:: The data

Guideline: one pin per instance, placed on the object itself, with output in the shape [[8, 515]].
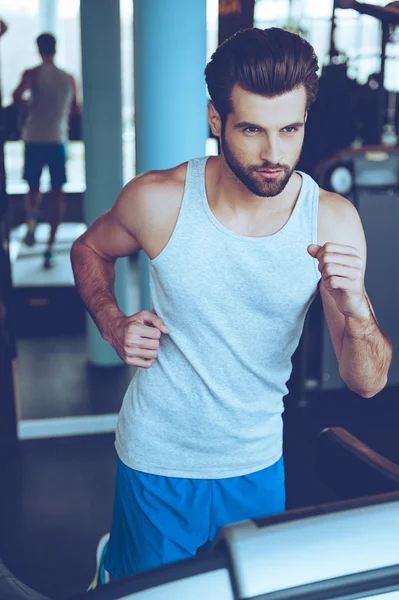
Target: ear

::::
:: The data

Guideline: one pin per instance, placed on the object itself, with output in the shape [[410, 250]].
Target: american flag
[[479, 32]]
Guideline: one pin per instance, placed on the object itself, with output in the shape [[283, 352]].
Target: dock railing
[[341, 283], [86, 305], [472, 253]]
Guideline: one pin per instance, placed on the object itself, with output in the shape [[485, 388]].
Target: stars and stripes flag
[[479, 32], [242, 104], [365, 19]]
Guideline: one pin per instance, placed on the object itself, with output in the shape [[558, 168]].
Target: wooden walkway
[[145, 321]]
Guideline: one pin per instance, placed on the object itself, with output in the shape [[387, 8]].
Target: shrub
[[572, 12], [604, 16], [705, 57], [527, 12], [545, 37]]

::::

Written problem: Identify every line in the records above that contains the word "placed", and copy each such line.

Complete response:
Guideline: one pin per instance, placed on the object itself, with output in the shape [[8, 515]].
Guideline: one pin per instance, placed on the object itself, with output in the shape [[410, 250]].
Guideline: one pin per instance, placed on the object itself, with output in the shape [[283, 352]].
Guideline: one pin per instance, placed on the object itself, with output in the shape [[485, 388]].
Guideline: one pin per instance, placed on the object itself, with output in the shape [[558, 168]].
Guideline: one pin per instance, placed on the object itself, with output in the shape [[387, 8]].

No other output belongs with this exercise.